* _What you need to do_
The whole listing below, with no pictures, is to be repeated as it stands.

* _Given records_
^^^^
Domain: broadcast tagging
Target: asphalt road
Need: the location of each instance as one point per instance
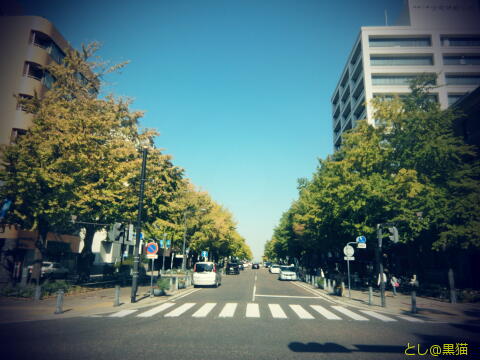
(250, 316)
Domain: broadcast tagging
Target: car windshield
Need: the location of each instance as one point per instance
(203, 267)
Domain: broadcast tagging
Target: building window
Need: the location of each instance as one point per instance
(15, 135)
(462, 79)
(45, 42)
(473, 40)
(461, 59)
(392, 79)
(399, 60)
(399, 41)
(453, 98)
(21, 97)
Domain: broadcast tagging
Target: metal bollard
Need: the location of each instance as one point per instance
(117, 296)
(414, 301)
(59, 306)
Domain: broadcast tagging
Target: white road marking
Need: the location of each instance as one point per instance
(410, 318)
(204, 310)
(328, 314)
(349, 313)
(288, 296)
(228, 310)
(277, 311)
(123, 313)
(180, 310)
(377, 315)
(252, 310)
(156, 310)
(301, 312)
^^^^
* _The answer_
Domain: broadcast tagging
Target: asphalt road
Need: the location of each instance as one point per instance
(250, 316)
Domain: broadcast tagging
Target: car windshield
Need: the location of each instance as one point per instance
(203, 267)
Domain: broadcast tagging
Target: building window
Need: the location of each instance as one point per instance
(15, 135)
(462, 79)
(45, 42)
(473, 40)
(461, 59)
(392, 79)
(399, 60)
(399, 41)
(453, 98)
(21, 97)
Domain: broadcast tagging
Target: metal bollard
Need: the location of each instance as one point per instance
(117, 296)
(414, 301)
(59, 306)
Domain: broadcast tagging
Target: white road marking
Need: the location of each instance as one point per instance
(410, 318)
(204, 310)
(328, 314)
(349, 313)
(288, 296)
(228, 310)
(277, 311)
(123, 313)
(180, 310)
(377, 315)
(252, 310)
(156, 310)
(301, 312)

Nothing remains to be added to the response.